DOCUMENT SECTION:
■ ■ ■ ■ ■
What is the history of the "@" symbol?

Question:Where did this symbol come from and when did we start using it?
I know it predates e-mail addresses.

Answers:
History
It is not known which particular word gave rise to the modern at sign, although there are several theories, including:

In the Middle Ages, used by monks to shorten the Latin word ad which means "at, toward, or by." It also means about when followed by a numeral, though no Latin document showing the @ symbol used in this way is known.
In the 1400s for the Spanish unit of weight arroba = "jar".
An abbreviation of the Greek preposition ανά (ana), which means 'at the rate of' when used with numerals, exactly its modern commercial usage.
A professor of history in Rome, claims to have traced the @ symbol back to the Italian Renaissance in a Venetian mercantile document signed by Francesco Lapi on May 4, 1537.[citation needed] The document talks about commerces with Pizarro and in particular the price of an @ of wine in Peru, where @ stood for amphora (Italian anfora; Spanish and Portuguese arroba). The word arroba still means both the at symbol and a unit of weight (see below). Under this view, the symbol was used to represent one amphora, which was a unit of weight or volume based upon the capacity of the standard terra cotta jar, and came into use with the modern meaning "at the rate of" in northern Europe.
■ ■ ■ ■ ■
SUPPLIED MATERIAL:
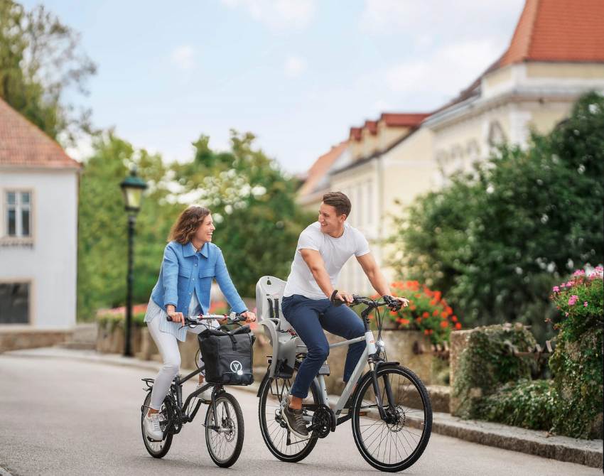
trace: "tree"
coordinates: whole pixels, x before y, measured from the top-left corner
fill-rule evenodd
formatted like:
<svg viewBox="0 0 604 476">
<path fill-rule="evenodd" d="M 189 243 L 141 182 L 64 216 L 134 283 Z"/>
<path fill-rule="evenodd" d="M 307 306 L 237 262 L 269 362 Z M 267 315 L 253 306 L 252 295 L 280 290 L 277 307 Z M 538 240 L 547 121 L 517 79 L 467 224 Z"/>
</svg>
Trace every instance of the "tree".
<svg viewBox="0 0 604 476">
<path fill-rule="evenodd" d="M 134 241 L 136 302 L 149 300 L 163 248 L 180 206 L 168 200 L 168 168 L 158 155 L 117 137 L 97 136 L 85 161 L 80 187 L 77 313 L 91 318 L 101 307 L 124 303 L 127 263 L 126 213 L 119 184 L 136 166 L 149 188 L 137 217 Z"/>
<path fill-rule="evenodd" d="M 212 212 L 215 241 L 242 296 L 253 296 L 260 276 L 286 278 L 298 236 L 314 220 L 295 201 L 298 183 L 254 147 L 254 136 L 232 131 L 231 150 L 215 152 L 209 138 L 193 143 L 193 162 L 177 164 L 175 178 L 186 204 Z"/>
<path fill-rule="evenodd" d="M 69 143 L 90 131 L 90 112 L 65 102 L 96 66 L 80 48 L 80 35 L 42 5 L 26 11 L 0 0 L 0 97 L 53 139 Z"/>
<path fill-rule="evenodd" d="M 417 200 L 392 237 L 399 272 L 441 289 L 464 324 L 520 321 L 551 335 L 551 286 L 604 261 L 604 97 L 590 93 L 524 150 Z"/>
</svg>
■ ■ ■ ■ ■
SET TASKS:
#1 In the text on the history of the @ symbol, what does the text give as the reason the Greek preposition ανά fits as a possible source of the sign? Answer in one to three sentences.
#2 List every theory of the @ sign's origin that the text on the history of the @ symbol presents.

SOLUTIONS BELOW:
#1 When used with numerals, ανά means "at the rate of." That is exactly the symbol's modern commercial usage.

#2
- In the Middle Ages, monks used it to shorten the Latin word ad, meaning "at, toward, or by."
- In the 1400s, it stood for the Spanish unit of weight arroba.
- It is an abbreviation of the Greek preposition ανά (ana), meaning "at the rate of" with numerals.
- It stood for amphora, a unit of weight or volume. This is traced to a Venetian mercantile document signed by Francesco Lapi on May 4, 1537.